## GOAL
Copy every line of the listing below exactly as it appears, but leave out the pictures.
╭─ DATA SHOWN
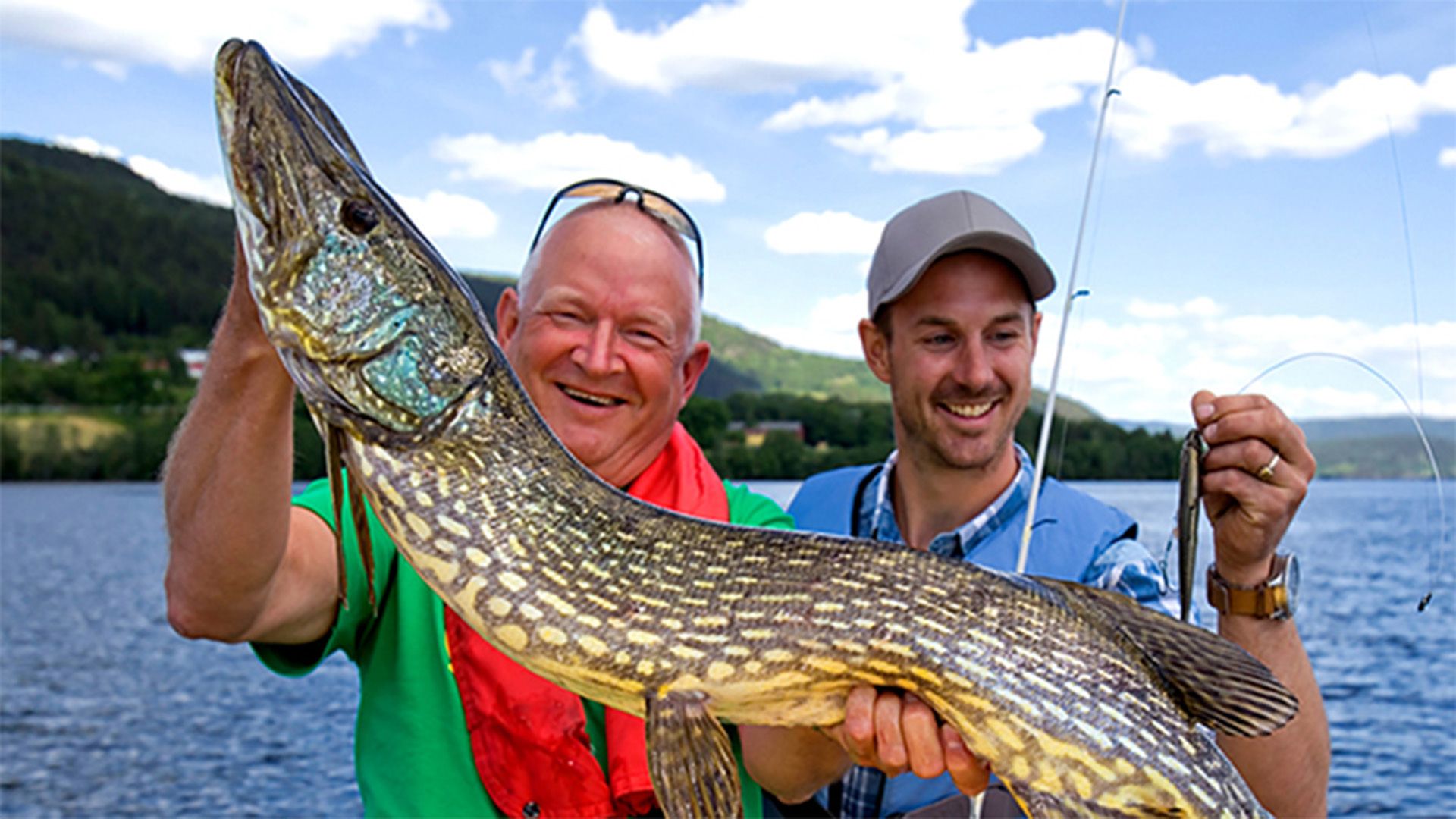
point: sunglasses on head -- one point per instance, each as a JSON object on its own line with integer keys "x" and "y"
{"x": 648, "y": 202}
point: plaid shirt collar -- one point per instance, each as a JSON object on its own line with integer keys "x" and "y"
{"x": 877, "y": 519}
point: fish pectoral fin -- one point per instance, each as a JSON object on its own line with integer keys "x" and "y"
{"x": 335, "y": 445}
{"x": 334, "y": 468}
{"x": 1212, "y": 679}
{"x": 691, "y": 758}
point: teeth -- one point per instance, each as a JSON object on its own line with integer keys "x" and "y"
{"x": 590, "y": 398}
{"x": 970, "y": 410}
╰─
## RESULT
point: sunglasses on head -- one point per instance, each as a JSON object on its own line with integer keys "x" and "y"
{"x": 648, "y": 202}
point: plaid shirt collar -- one point per instance, each as a JSON object on its own line with integer keys "x" and "y"
{"x": 877, "y": 519}
point: fish pectoral fin -- one point per instance, each as a JSON object on its own line with integer keys "x" and "y"
{"x": 335, "y": 445}
{"x": 334, "y": 468}
{"x": 1212, "y": 679}
{"x": 691, "y": 758}
point: teeth -- one point per instance, each as a JSON object on its own line with integer keys "x" and "y"
{"x": 590, "y": 398}
{"x": 970, "y": 410}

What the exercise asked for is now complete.